PROBLEM REQUIREMENTS =>
Pick out each line of the rows below that contains the string "crops" and copy those lines without changes.

#### SUPPLIED ENTRIES ####

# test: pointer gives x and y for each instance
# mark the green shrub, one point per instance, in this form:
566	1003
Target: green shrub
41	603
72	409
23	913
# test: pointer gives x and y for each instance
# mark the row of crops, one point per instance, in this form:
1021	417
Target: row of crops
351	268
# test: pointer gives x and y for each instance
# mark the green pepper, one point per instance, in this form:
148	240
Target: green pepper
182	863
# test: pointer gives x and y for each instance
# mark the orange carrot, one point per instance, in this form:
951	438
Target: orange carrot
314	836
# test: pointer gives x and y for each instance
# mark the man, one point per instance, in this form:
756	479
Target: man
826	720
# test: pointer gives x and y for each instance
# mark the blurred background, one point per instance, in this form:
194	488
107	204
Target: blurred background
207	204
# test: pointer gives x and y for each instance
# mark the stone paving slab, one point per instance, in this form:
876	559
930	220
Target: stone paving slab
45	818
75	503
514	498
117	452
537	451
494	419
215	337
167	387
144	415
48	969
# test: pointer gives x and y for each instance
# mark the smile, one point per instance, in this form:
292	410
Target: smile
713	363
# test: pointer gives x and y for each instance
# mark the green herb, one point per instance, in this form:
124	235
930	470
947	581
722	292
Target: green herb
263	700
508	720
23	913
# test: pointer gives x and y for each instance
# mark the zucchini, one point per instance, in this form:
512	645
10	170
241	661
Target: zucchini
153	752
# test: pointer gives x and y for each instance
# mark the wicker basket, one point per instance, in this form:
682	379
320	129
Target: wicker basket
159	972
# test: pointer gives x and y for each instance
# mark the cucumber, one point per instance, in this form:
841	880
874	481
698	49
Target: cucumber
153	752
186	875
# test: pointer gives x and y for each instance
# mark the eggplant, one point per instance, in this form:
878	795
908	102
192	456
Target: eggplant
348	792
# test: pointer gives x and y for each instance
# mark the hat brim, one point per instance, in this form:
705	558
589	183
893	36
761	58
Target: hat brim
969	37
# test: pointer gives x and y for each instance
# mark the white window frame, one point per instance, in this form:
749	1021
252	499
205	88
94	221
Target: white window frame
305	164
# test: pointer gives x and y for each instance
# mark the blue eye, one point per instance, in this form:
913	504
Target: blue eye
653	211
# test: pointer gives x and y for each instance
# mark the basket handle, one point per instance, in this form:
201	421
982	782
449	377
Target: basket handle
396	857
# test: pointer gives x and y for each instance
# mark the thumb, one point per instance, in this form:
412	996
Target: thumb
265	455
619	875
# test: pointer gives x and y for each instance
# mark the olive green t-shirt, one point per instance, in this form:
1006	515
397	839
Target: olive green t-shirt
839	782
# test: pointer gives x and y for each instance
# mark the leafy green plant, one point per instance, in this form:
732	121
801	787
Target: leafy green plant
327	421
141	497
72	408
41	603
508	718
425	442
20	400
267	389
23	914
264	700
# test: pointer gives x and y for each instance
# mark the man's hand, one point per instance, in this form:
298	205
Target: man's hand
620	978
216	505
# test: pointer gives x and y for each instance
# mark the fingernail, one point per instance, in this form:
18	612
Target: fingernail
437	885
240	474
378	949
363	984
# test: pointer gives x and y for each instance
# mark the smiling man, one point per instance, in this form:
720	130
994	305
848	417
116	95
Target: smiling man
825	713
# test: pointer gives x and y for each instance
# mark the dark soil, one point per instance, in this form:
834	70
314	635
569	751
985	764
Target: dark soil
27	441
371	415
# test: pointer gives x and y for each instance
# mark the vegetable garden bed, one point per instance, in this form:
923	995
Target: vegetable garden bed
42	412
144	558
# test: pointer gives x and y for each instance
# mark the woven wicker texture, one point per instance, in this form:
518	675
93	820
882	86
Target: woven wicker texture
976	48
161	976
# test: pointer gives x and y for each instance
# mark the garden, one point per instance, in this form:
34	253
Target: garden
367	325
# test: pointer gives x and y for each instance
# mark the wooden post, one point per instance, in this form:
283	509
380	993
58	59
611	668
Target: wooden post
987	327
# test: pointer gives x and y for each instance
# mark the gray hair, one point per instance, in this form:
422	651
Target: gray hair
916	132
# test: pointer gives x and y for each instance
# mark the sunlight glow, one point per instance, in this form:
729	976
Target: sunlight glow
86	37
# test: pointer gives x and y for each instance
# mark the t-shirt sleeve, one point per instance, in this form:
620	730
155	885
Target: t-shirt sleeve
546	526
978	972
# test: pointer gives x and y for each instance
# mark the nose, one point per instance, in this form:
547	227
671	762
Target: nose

####

TASK OUTPUT =>
# mark the row of crops, one point per instance, in this form:
Target: row of crops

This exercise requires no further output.